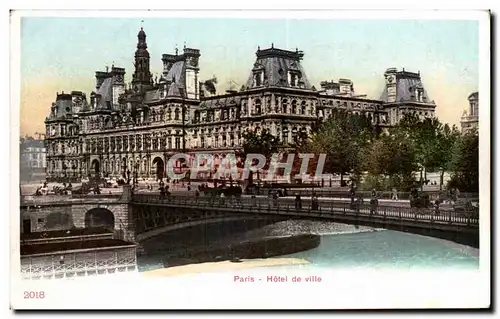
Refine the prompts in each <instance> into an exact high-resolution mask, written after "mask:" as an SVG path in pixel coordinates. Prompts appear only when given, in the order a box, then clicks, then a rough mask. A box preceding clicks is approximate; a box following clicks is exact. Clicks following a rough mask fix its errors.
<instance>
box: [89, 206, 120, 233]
mask: <svg viewBox="0 0 500 319" xmlns="http://www.w3.org/2000/svg"><path fill="white" fill-rule="evenodd" d="M92 227H106V228H109V229H115V215H114V214H113V212H112V211H110V210H109V209H107V208H102V207H96V208H92V209H90V210H88V211H87V212H86V213H85V228H92Z"/></svg>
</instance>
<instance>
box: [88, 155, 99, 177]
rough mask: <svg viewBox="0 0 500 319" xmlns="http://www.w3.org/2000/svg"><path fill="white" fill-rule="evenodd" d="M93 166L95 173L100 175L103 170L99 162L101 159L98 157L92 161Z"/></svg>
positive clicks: (93, 169)
mask: <svg viewBox="0 0 500 319" xmlns="http://www.w3.org/2000/svg"><path fill="white" fill-rule="evenodd" d="M90 166H91V168H92V171H93V173H94V174H95V176H99V174H100V172H101V165H100V163H99V160H97V159H94V160H93V161H92V163H91V164H90Z"/></svg>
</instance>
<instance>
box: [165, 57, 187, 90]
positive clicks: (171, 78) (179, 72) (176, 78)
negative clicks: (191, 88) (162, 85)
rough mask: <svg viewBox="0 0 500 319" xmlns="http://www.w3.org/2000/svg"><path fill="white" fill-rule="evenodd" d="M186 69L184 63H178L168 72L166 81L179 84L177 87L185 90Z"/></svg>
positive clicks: (176, 83) (173, 66)
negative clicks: (184, 85) (184, 82)
mask: <svg viewBox="0 0 500 319" xmlns="http://www.w3.org/2000/svg"><path fill="white" fill-rule="evenodd" d="M184 69H185V63H184V61H176V62H175V63H174V64H173V65H172V67H171V68H170V70H169V71H168V73H167V76H166V79H165V80H166V81H167V82H169V83H175V84H177V87H182V88H183V87H184V82H185V79H184V74H185V72H184Z"/></svg>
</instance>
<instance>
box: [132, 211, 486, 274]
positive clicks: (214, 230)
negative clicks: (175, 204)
mask: <svg viewBox="0 0 500 319" xmlns="http://www.w3.org/2000/svg"><path fill="white" fill-rule="evenodd" d="M304 233H310V234H318V235H320V236H321V243H320V245H319V246H318V247H317V248H314V249H310V250H307V251H303V252H299V253H295V254H291V255H286V256H281V257H295V258H302V259H305V260H307V261H308V262H309V264H306V265H293V266H279V267H281V268H304V267H306V268H322V269H324V268H330V269H335V268H346V267H348V268H371V269H373V268H379V269H387V268H389V269H394V268H398V269H421V268H453V269H478V267H479V249H476V248H471V247H469V246H464V245H460V244H456V243H453V242H450V241H446V240H442V239H438V238H433V237H427V236H422V235H415V234H410V233H404V232H398V231H392V230H385V229H377V228H372V227H365V226H353V225H347V224H340V223H333V222H320V221H303V220H299V221H297V220H289V221H281V222H277V223H273V224H267V225H266V224H265V223H264V222H262V221H260V222H257V221H235V222H229V223H228V222H225V223H219V224H209V225H199V226H195V227H190V228H186V229H181V230H177V231H174V232H170V233H167V234H164V235H160V236H157V237H154V238H152V239H150V240H149V241H148V242H145V243H144V246H145V250H146V252H145V255H142V256H139V258H138V263H139V271H146V270H152V269H158V268H163V267H167V266H168V260H167V261H166V258H165V257H168V256H175V255H178V254H182V253H184V252H185V251H186V250H189V249H190V247H194V246H198V247H201V246H206V245H213V244H214V243H218V244H221V243H222V244H224V243H230V242H235V241H240V240H243V239H247V238H261V237H275V236H288V235H294V234H304ZM278 258H279V257H278ZM167 259H168V258H167Z"/></svg>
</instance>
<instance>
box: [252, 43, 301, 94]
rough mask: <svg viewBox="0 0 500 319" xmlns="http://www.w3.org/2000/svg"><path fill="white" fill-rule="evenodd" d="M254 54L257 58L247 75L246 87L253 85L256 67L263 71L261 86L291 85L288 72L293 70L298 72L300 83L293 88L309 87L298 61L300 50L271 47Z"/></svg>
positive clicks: (299, 58) (253, 85)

## Aim of the exercise
Copy out all of the data above word for word, leaving out the pictures.

## Answer to this task
Refine the prompts in each <instance> into an exact high-resolution mask, written after "mask:" as an SVG path in pixel coordinates. Prompts appear only when given, in the order a box, then clicks, then a rough mask. A box preceding clicks is approximate; a box following clicks is exact. Clicks following a rough mask fix its errors.
<instance>
box: [89, 206, 120, 233]
mask: <svg viewBox="0 0 500 319" xmlns="http://www.w3.org/2000/svg"><path fill="white" fill-rule="evenodd" d="M92 227H106V228H109V229H115V215H114V214H113V212H112V211H110V210H109V209H107V208H102V207H96V208H92V209H90V210H88V211H87V212H86V213H85V228H92Z"/></svg>
</instance>
<instance>
box: [88, 155, 99, 177]
rough mask: <svg viewBox="0 0 500 319" xmlns="http://www.w3.org/2000/svg"><path fill="white" fill-rule="evenodd" d="M93 166L95 173L100 175L103 170L99 162L101 159L98 157L92 161Z"/></svg>
positive clicks: (93, 169)
mask: <svg viewBox="0 0 500 319" xmlns="http://www.w3.org/2000/svg"><path fill="white" fill-rule="evenodd" d="M90 166H91V168H92V171H93V173H94V174H95V176H99V174H100V172H101V165H100V163H99V160H97V159H94V160H93V161H92V163H91V164H90Z"/></svg>
</instance>
<instance>
box: [165, 57, 187, 90]
positive clicks: (171, 78) (179, 72) (176, 78)
negative clicks: (191, 88) (162, 85)
rough mask: <svg viewBox="0 0 500 319" xmlns="http://www.w3.org/2000/svg"><path fill="white" fill-rule="evenodd" d="M186 69L184 63H178L168 72L166 81L179 84L177 87L185 90Z"/></svg>
positive clicks: (176, 83) (173, 66)
negative clicks: (184, 85) (184, 82)
mask: <svg viewBox="0 0 500 319" xmlns="http://www.w3.org/2000/svg"><path fill="white" fill-rule="evenodd" d="M184 69H185V63H184V61H176V62H175V63H174V64H173V65H172V67H171V68H170V70H169V71H168V73H167V76H166V79H165V80H166V81H167V82H169V83H175V84H177V87H182V88H183V87H184V82H185V79H184V74H185V72H184Z"/></svg>
</instance>
<instance>
box: [132, 211, 486, 274]
positive clicks: (214, 230)
negative clicks: (175, 204)
mask: <svg viewBox="0 0 500 319" xmlns="http://www.w3.org/2000/svg"><path fill="white" fill-rule="evenodd" d="M304 233H310V234H318V235H320V236H321V243H320V245H319V246H318V247H317V248H314V249H310V250H307V251H303V252H299V253H295V254H291V255H286V256H281V257H295V258H302V259H305V260H307V261H308V262H309V264H306V265H293V266H279V267H281V268H304V267H306V268H322V269H324V268H330V269H335V268H346V267H348V268H371V269H373V268H379V269H387V268H389V269H394V268H398V269H421V268H453V269H478V267H479V249H476V248H471V247H469V246H464V245H460V244H456V243H453V242H450V241H446V240H442V239H438V238H433V237H427V236H422V235H415V234H410V233H404V232H398V231H392V230H385V229H377V228H372V227H365V226H353V225H347V224H340V223H333V222H320V221H303V220H299V221H297V220H289V221H281V222H277V223H273V224H267V225H266V224H265V223H264V222H262V221H260V222H257V221H235V222H229V223H228V222H225V223H219V224H209V225H199V226H195V227H190V228H186V229H181V230H177V231H174V232H170V233H167V234H164V235H160V236H157V237H154V238H152V239H150V240H149V241H148V242H145V243H144V246H145V250H146V252H145V255H142V256H139V258H138V263H139V271H146V270H152V269H158V268H163V267H167V266H168V260H167V261H166V258H165V257H168V256H175V255H178V254H182V253H184V252H185V251H186V250H189V249H190V247H194V246H198V247H201V246H206V245H213V244H214V243H218V244H221V243H222V244H224V243H230V242H235V241H240V240H243V239H247V238H261V237H275V236H288V235H294V234H304ZM278 258H279V257H278ZM167 259H168V258H167Z"/></svg>
</instance>
<instance>
box: [252, 43, 301, 94]
rough mask: <svg viewBox="0 0 500 319" xmlns="http://www.w3.org/2000/svg"><path fill="white" fill-rule="evenodd" d="M254 54L257 58L247 75L246 87L253 85L256 67L263 71L261 86L291 85L288 72L293 70L298 72L300 83L293 88L309 87L298 61L300 50L271 47Z"/></svg>
positive clicks: (299, 58) (253, 85)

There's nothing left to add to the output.